[Data records]
****************

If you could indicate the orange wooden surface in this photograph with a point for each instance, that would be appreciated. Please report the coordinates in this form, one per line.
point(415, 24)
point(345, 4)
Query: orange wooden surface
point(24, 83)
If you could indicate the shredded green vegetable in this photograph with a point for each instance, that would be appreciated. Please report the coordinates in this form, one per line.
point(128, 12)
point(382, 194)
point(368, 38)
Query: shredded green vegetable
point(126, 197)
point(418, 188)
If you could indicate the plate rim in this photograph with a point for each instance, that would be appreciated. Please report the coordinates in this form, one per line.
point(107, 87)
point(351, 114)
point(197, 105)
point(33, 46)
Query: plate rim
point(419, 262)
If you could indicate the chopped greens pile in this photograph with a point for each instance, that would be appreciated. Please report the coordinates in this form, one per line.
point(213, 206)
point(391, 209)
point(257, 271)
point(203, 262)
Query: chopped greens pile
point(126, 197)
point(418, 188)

****************

• **What to produce**: Each line above needs to be repeated exactly, with nothing omitted.

• **Your response**:
If you could indicate the orange wooden surface in this photograph with a point for each instance, that would be appreciated. Please report the coordinates in this form, one per line.
point(415, 24)
point(345, 4)
Query: orange wooden surface
point(24, 83)
If you could indicate the shredded green vegetable in this photograph with a point for each instance, that would be appreciated. Please report the coordinates in this form, one per line.
point(128, 12)
point(382, 194)
point(368, 38)
Query: shredded green vegetable
point(126, 197)
point(418, 188)
If you could indicate the plate rim in this photograph with a point for each instance, that would be appreciated. Please report the coordinates in this form, one per line.
point(107, 87)
point(351, 114)
point(197, 105)
point(33, 46)
Query: plate rim
point(419, 262)
If you could indicate the chopped greens pile in this photograph with a point for each instance, that would be appreciated. Please report the coordinates in this form, one per line.
point(213, 206)
point(391, 209)
point(257, 271)
point(203, 262)
Query: chopped greens pile
point(126, 197)
point(418, 188)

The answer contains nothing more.